> [Ausgewählter Abschnitt]
# phpmyadmin login nicht mehr möglich



## mrairbrush (5. Dez. 2018)

Neuerdings komme ich nicht mehr in phpmyadmin rein. Sämtliche User und Passwörter werden einfach nicht erkannt.Habe in den Logs gesucht aber nichts gefunden.
Datenbanken sind aber erreichbar und mit einem anderen tool kann ich sie mit dem richtigen usernamen und passwort einsehen. Ist aber nicht so komfortabel wie phpmyadmin.
Einer eine Idee woran es liegen könnte?
In der Datenbank  phpmyadmin ist Tabelle User leer. Ist das richtig?


----------



## Zwirni (22. Dez. 2018)

Welche Meldung hast Du _genau_, wenn Du versuchst dich anzumelden?


----------



## win_tho (25. Dez. 2018)

Phpmyadmin nutzt ja die normalen MySQL User für den Login. Daher sollte es egal sein, ob die users-Tabelle in der phpmyadmin Datenbank leer ist oder nicht. 
Interessant zu wissen wäre um welches Betriebssystem es sich handelt, wie PhpMyAdmin installiert wurde (per Hand oder per Paket) und wie die config aussieht. Dort ist zum Beispiel der Server (üblicherweise "localhost") hinterlegt, auf den sich der Urser einloggen soll.

> [Datensätze]
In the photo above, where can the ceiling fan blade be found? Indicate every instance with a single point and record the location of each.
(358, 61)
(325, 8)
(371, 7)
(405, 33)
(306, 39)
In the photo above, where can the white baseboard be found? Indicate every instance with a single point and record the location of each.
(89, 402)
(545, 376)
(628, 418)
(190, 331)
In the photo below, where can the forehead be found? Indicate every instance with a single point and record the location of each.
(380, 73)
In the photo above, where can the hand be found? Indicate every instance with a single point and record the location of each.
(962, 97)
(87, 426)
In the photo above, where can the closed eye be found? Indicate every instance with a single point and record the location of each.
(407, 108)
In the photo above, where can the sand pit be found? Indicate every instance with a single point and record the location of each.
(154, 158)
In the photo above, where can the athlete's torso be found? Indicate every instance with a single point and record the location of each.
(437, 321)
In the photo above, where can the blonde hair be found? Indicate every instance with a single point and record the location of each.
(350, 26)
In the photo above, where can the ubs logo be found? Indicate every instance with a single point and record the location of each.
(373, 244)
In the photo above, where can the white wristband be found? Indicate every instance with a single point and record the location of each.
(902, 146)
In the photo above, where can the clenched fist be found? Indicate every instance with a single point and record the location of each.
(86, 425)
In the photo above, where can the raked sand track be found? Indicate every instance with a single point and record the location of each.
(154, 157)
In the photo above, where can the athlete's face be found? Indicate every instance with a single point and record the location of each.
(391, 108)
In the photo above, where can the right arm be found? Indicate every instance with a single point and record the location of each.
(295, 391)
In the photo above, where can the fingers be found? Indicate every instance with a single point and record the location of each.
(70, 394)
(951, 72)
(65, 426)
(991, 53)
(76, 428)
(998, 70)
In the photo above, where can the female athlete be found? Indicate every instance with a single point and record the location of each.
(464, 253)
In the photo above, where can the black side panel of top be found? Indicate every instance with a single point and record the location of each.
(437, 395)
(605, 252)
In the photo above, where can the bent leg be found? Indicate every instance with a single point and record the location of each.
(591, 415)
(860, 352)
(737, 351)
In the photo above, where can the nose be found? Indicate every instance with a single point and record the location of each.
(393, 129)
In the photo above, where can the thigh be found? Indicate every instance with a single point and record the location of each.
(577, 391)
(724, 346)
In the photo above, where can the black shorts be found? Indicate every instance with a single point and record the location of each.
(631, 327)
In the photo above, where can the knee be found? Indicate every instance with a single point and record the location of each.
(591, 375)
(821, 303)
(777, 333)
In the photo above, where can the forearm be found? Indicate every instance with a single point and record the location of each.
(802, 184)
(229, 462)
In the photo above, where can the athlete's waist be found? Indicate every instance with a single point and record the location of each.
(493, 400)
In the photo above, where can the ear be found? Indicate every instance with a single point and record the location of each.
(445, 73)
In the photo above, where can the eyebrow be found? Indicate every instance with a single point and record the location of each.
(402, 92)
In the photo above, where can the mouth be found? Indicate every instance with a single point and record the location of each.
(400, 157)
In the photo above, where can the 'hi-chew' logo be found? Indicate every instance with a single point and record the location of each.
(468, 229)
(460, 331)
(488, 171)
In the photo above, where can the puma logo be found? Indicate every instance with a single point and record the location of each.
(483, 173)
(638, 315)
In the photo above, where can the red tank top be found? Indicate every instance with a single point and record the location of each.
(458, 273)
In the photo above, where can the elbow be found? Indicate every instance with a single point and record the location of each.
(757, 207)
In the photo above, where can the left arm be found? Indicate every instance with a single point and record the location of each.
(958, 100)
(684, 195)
---
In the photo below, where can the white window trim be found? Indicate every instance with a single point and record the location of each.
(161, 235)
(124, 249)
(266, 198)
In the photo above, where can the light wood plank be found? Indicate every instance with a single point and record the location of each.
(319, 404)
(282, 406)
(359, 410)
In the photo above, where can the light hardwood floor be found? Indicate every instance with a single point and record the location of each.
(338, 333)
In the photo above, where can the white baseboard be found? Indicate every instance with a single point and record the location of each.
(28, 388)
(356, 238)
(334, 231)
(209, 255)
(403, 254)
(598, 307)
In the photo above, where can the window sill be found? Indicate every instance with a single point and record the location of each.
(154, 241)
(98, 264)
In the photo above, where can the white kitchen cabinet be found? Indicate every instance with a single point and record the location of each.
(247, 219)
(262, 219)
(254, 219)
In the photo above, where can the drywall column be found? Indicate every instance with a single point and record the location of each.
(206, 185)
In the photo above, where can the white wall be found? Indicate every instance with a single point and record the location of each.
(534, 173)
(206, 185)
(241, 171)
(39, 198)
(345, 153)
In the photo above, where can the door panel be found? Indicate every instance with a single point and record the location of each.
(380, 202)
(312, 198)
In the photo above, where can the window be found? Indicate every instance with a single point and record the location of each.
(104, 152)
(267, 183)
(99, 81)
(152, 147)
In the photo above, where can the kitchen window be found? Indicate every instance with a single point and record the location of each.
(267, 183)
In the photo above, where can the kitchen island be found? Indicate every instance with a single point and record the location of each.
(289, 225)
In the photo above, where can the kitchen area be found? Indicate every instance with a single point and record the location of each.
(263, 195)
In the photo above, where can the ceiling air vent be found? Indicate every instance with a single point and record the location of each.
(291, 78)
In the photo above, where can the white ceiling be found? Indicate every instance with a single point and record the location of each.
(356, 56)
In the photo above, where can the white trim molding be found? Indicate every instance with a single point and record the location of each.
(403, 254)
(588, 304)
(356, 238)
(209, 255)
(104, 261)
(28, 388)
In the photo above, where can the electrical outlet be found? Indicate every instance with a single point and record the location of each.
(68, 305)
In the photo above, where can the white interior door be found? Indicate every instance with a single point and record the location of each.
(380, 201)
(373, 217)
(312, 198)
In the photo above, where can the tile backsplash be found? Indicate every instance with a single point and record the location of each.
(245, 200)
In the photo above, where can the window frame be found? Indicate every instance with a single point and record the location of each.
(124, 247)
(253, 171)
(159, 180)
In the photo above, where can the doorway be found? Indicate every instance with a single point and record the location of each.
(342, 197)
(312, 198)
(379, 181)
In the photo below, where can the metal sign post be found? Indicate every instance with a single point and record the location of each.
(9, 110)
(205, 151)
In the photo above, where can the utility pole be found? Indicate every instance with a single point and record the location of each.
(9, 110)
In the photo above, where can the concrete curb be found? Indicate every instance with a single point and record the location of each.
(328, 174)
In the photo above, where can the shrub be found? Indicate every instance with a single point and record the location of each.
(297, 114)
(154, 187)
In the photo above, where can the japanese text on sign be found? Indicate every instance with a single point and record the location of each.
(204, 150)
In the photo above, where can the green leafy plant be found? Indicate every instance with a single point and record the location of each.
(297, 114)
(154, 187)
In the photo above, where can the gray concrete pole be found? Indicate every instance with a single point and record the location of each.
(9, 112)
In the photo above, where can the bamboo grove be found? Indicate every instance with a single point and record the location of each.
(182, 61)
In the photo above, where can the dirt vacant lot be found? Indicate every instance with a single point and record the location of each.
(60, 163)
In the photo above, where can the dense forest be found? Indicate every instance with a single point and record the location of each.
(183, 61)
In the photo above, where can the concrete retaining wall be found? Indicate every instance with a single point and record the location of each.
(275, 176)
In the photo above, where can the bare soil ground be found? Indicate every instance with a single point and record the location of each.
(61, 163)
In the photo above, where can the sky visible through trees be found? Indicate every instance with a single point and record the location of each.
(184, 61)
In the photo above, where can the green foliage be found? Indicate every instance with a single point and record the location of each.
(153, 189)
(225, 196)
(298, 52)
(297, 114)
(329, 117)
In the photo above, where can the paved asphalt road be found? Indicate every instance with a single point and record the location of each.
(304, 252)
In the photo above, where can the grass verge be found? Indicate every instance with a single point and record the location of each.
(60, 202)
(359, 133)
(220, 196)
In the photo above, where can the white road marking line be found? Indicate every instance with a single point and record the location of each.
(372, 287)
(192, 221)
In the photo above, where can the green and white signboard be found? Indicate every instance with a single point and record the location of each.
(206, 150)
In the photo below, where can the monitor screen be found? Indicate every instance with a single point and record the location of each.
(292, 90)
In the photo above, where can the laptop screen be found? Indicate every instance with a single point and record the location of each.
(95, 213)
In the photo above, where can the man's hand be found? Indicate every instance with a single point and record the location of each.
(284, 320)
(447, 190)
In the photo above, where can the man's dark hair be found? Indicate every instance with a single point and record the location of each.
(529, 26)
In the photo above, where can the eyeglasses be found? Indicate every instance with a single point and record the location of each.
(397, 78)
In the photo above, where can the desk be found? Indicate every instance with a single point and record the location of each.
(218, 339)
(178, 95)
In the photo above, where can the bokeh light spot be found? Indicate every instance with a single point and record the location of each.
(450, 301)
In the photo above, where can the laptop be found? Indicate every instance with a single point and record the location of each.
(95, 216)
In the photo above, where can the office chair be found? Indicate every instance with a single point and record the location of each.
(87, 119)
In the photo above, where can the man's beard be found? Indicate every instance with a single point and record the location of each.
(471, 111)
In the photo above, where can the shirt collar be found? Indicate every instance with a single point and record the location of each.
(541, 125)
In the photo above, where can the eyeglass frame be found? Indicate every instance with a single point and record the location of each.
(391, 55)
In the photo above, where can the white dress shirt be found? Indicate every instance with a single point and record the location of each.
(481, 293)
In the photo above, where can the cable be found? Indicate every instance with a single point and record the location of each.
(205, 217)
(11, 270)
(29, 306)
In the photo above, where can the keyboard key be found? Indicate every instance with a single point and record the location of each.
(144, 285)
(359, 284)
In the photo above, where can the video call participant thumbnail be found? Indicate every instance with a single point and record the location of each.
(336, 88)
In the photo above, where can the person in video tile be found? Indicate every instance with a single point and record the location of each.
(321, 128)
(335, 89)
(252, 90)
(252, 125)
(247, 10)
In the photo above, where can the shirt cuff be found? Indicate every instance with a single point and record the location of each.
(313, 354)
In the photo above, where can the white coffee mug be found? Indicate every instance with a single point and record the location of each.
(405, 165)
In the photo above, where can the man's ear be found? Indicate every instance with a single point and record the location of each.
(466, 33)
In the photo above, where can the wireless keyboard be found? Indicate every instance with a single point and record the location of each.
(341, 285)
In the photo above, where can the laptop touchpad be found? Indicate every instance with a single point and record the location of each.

> [Anforderungen]
1. Zähle, wie viele Zeilen der Datensätze die Zeichenfolge „concrete“ enthalten, und gib nur diese Zahl an. Groß- und Kleinschreibung werden dabei unterschieden.
2. Führe den Forumsthread zum nicht mehr möglichen phpmyadmin-Login nach seinem letzten Satz fort.

> [Ergebnisse je Aufgabe]
1. 3

2.
----------



## mrairbrush (17. Apr. 2019)

Nimmt Phpmyadmin auch nicht. Installiert wurde es als Paket.


----------



## mrairbrush (17. Apr. 2019)

Das Problem gibt es wohl häufiger aber leider keine Lösung.
Kein User kann sich mit phpmyadmin einloggen. Auch nicht mit username phpmyadmin und Passwort aus der config.
Auserdem kommt immer die Fehlermeldung:
Verbindung für den controluser, wie er in Ihrer Konfiguration angegeben ist, ist fehlgeschlagen.
Datenbanken laufen aber.
Das selbe bei *SquirrelMail* . Kein Userlogin möglich. Extern Mails abrufen läuft.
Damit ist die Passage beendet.